* [GIVEN PASSAGE]
____________

The service is being offered as an alternative for those patients reluctant to engage with a psychologist, although the service will run under the supervision of a psychologist.

The Life Coaching Service will offer face-to-face sessions with Ian Winson, a bilateral amputee himself, and provide coaching on the practicalities of navigating life with limb loss.

Image featuring Ian, as he greets a patient visiting the centre.

Photo by Mahdi Hussainmiya.

Ian says patients who Peke Waihanga clinical and rehab team members recognise as exhibiting signs of not coping can be referred to the service. “These signs can develop into something bigger if not attended too early in the patient’s journey.” Patients may also self-refer and request an appointment.

“Trauma amputation triggers intense psychological reactions and causes monumental life changes -pain, depression, and adaptation of life changes are a longer-term challenge,” Ian says.

Not all patients who need support consent to a psychology referral despite benefits being discussed at all initial assessments. Expanding the psychological support Peke Waihanga can offer its patients to include life coaching alongside its existing psychology service and peer support service means a greater choice to match patients’ needs and preferences, Ian says.

He will work with patients referred to the service to help them work on specific goals and gain confidence and validation in working toward achieving their goals. Coaching sessions can be held at the centre before or after a prosthetic appointment.

Ian says for new amputees “there is so much going on that even the easiest goals and tasks can appear to be a mountain that cannot be climbed.” But it is not just people new to limb loss who could benefit from life coaching sessions. “Long-term patients can also get stuck in a rut and need help to get out and be more adventurous. In these instances, again the team will recognise and propose to the patient that a life coach may be useful.”

Image, showing that Ian Winson is a bilateral amputee.

Photo by Mahdi Hussainmiya.

____________

* [YOUR TASKS]
a - Answer these questions from the passage on the life coaching service:
(i) Under whose supervision will the service run?
(ii) When can coaching sessions be held at the centre?
(iii) Who took the photos?
b - Rewrite the passage on the life coaching service from "Ian says patients" to "preferences, Ian says.", replacing "monumental" with "enormous".
c - List the services that make up the psychological support Peke Waihanga offers its patients, according to the passage on the life coaching service.

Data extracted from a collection
____________

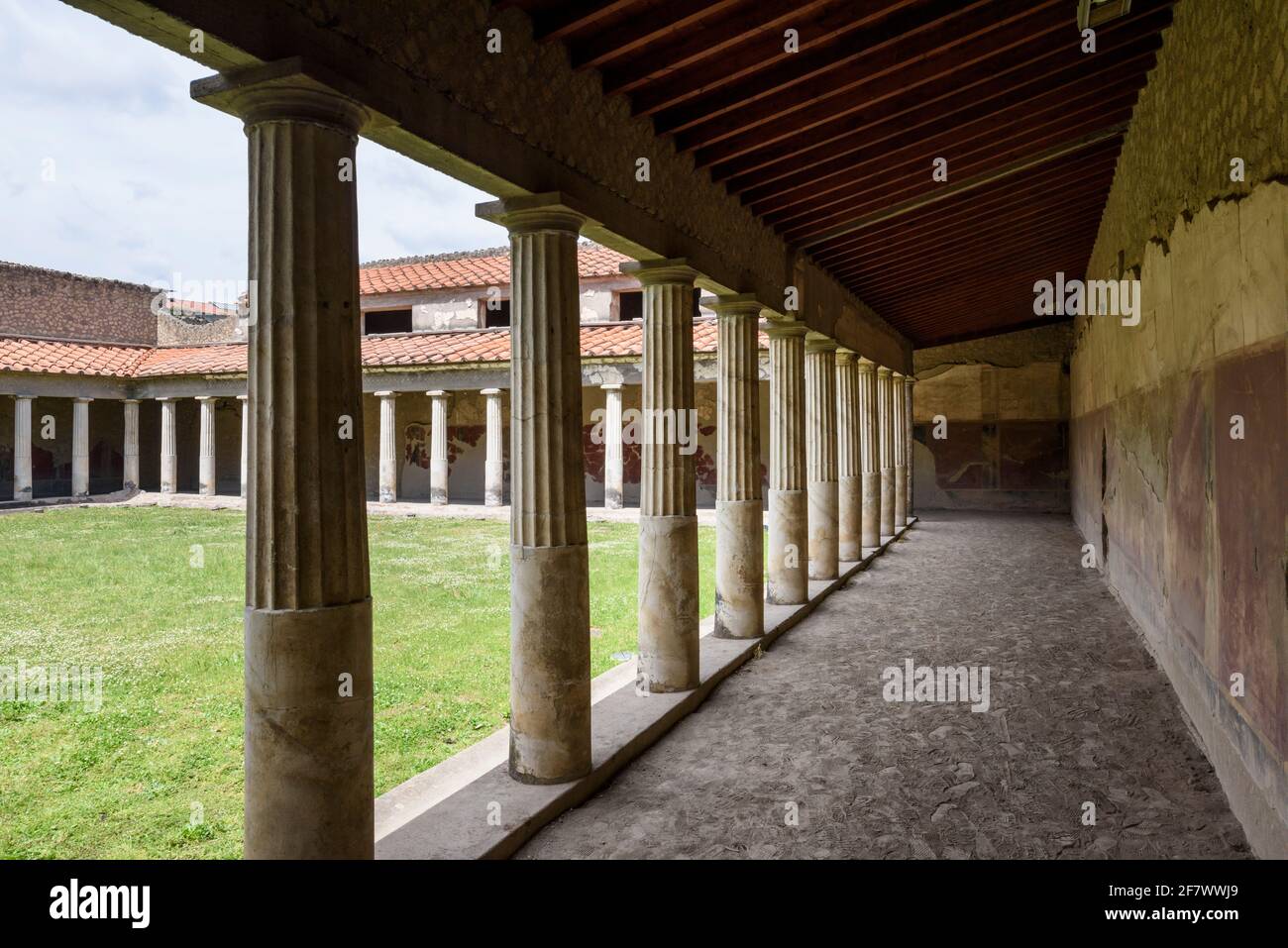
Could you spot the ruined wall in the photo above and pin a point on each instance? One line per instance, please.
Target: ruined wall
(37, 301)
(1179, 456)
(1003, 407)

____________

* [YOUR WRITTEN ANSWERS]
a -
(i) A psychologist.
(ii) Before or after a prosthetic appointment.
(iii) Mahdi Hussainmiya.

b -
Ian says patients who Peke Waihanga clinical and rehab team members recognise as exhibiting signs of not coping can be referred to the service. “These signs can develop into something bigger if not attended too early in the patient’s journey.” Patients may also self-refer and request an appointment.

“Trauma amputation triggers intense psychological reactions and causes enormous life changes -pain, depression, and adaptation of life changes are a longer-term challenge,” Ian says.

Not all patients who need support consent to a psychology referral despite benefits being discussed at all initial assessments. Expanding the psychological support Peke Waihanga can offer its patients to include life coaching alongside its existing psychology service and peer support service means a greater choice to match patients’ needs and preferences, Ian says.

c - Life coaching, the psychology service, and the peer support service.